:: Recorded information

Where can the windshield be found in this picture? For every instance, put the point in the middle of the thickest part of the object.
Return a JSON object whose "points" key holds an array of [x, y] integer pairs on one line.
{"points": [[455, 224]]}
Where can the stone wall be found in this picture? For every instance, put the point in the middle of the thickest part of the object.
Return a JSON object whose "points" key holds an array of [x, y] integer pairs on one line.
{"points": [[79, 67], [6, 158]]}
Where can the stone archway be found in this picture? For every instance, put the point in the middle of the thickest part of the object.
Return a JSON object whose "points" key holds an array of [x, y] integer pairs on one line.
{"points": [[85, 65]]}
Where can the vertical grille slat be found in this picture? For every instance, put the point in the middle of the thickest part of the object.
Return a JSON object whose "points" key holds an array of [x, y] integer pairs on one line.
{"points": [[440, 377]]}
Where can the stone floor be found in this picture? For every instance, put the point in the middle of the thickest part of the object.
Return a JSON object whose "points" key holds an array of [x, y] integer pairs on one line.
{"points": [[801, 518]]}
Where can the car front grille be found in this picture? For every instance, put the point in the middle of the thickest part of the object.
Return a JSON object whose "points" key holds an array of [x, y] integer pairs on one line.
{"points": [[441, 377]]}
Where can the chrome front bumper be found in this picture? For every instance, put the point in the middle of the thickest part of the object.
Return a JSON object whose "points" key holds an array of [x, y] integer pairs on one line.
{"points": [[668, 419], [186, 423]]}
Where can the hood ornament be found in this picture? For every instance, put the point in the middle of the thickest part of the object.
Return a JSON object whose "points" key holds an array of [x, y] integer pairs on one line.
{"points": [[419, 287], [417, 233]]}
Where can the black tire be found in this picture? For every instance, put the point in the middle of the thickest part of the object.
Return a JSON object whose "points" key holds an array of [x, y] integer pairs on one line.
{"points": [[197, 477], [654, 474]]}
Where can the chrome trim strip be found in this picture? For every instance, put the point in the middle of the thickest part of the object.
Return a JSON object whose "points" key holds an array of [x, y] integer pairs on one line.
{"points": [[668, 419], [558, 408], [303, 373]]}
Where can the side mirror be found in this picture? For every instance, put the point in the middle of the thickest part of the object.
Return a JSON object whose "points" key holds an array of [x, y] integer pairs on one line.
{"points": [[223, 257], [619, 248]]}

::::
:: Recorded information

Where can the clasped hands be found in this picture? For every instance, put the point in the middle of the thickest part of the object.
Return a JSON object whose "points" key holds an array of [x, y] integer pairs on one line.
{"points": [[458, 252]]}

::::

## Instructions to follow
Pull out every line of the records that contains the word "stone", treating uppercase and lowercase as different.

## Full answer
Where can the stone wall be found in this picture? For every instance, put the point in the middle of the thickest part of the object.
Where can the stone archway be found in this picture? For every instance, put the point in the middle of the thickest part of the object.
Where can the stone floor be found in this picture? For every instance, put the point in the middle of the thickest part of the object.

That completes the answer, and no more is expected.